[Dataset records]
****************************************

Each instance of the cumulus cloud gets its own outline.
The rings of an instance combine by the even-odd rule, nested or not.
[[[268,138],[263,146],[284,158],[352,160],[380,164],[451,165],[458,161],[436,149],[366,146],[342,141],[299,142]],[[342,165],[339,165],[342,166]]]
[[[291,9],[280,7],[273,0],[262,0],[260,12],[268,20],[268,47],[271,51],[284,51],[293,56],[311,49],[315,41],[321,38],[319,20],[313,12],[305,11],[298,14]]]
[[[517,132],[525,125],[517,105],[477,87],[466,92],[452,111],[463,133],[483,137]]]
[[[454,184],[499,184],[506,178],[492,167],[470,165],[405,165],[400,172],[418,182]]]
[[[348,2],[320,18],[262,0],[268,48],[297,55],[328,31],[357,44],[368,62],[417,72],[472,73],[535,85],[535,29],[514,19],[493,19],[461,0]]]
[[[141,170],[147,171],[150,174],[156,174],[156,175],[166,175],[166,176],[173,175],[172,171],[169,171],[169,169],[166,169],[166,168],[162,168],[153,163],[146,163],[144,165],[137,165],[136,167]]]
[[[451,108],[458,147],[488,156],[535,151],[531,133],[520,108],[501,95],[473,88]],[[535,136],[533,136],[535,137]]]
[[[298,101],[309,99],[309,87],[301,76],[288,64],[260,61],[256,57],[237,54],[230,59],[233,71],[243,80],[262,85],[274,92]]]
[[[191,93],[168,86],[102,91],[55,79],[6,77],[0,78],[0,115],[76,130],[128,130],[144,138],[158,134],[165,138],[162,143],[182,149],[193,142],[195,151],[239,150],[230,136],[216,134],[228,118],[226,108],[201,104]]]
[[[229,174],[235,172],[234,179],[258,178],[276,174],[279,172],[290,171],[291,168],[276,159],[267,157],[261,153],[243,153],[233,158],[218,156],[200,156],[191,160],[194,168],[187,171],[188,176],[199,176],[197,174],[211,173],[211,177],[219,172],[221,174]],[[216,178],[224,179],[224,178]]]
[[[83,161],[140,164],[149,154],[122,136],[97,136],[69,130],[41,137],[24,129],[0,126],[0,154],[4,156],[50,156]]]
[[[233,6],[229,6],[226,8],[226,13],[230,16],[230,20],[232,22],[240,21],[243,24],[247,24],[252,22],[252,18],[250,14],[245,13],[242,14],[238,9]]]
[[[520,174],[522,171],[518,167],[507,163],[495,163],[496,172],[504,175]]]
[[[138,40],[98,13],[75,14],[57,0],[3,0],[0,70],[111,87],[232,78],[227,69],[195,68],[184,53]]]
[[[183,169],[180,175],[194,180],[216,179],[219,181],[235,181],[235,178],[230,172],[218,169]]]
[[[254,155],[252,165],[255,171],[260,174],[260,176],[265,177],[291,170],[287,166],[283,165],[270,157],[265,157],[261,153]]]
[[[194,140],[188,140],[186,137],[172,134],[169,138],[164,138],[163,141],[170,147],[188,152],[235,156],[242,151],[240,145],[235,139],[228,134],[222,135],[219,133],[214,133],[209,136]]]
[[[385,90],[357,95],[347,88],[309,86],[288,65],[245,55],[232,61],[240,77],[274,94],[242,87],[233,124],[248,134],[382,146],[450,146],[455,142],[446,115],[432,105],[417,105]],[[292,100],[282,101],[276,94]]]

****************************************

TASK REQUIREMENTS: List each line in the entries above that contains the word "instance", treating uppercase and lowercase as different.

RESULT BELOW:
Each instance of the cumulus cloud gets its own outline.
The rings of an instance combine by the even-odd rule, nested or not.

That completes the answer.